What is needed = Reproduce every one of the following records verbatim, and leave the pictures out of your answer.

Start Input material

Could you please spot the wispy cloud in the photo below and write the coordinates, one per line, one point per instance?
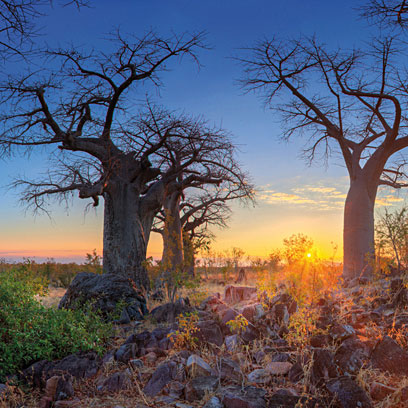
(326, 195)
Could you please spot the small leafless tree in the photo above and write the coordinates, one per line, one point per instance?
(80, 104)
(387, 12)
(197, 213)
(347, 103)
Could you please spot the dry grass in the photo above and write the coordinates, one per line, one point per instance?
(53, 297)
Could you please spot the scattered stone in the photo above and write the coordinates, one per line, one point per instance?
(212, 300)
(79, 365)
(323, 366)
(341, 332)
(116, 382)
(136, 363)
(209, 331)
(75, 403)
(319, 340)
(126, 352)
(151, 357)
(286, 400)
(230, 314)
(169, 311)
(259, 376)
(164, 373)
(182, 405)
(104, 292)
(389, 356)
(214, 402)
(231, 342)
(296, 373)
(259, 356)
(379, 391)
(57, 388)
(230, 370)
(280, 358)
(197, 367)
(351, 356)
(348, 393)
(281, 313)
(199, 386)
(253, 312)
(278, 368)
(246, 397)
(404, 394)
(176, 389)
(250, 333)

End Input material

Worked answer =
Could you please spot the wispy cloud in the photo below and write the coordinates, one per line, one point per instance?
(326, 195)
Could you please spot the small leafless tree in the photo above and write the coordinates, one per line, one point per instance?
(80, 104)
(387, 12)
(197, 213)
(347, 103)
Could you please spot the dry grass in the photo above and write the coordinates, one per line, one point per instance?
(53, 297)
Could you please spot the scattered stone in the photo above and write the coordinates, one per line, one point per instance?
(212, 300)
(79, 365)
(323, 366)
(341, 332)
(116, 382)
(136, 363)
(209, 331)
(75, 403)
(319, 340)
(126, 352)
(151, 357)
(286, 400)
(230, 314)
(169, 311)
(259, 376)
(164, 373)
(182, 405)
(104, 292)
(389, 356)
(214, 402)
(231, 342)
(296, 373)
(259, 356)
(379, 391)
(57, 388)
(230, 370)
(280, 358)
(197, 367)
(351, 356)
(348, 393)
(281, 313)
(199, 386)
(253, 312)
(278, 368)
(246, 397)
(404, 394)
(176, 389)
(250, 333)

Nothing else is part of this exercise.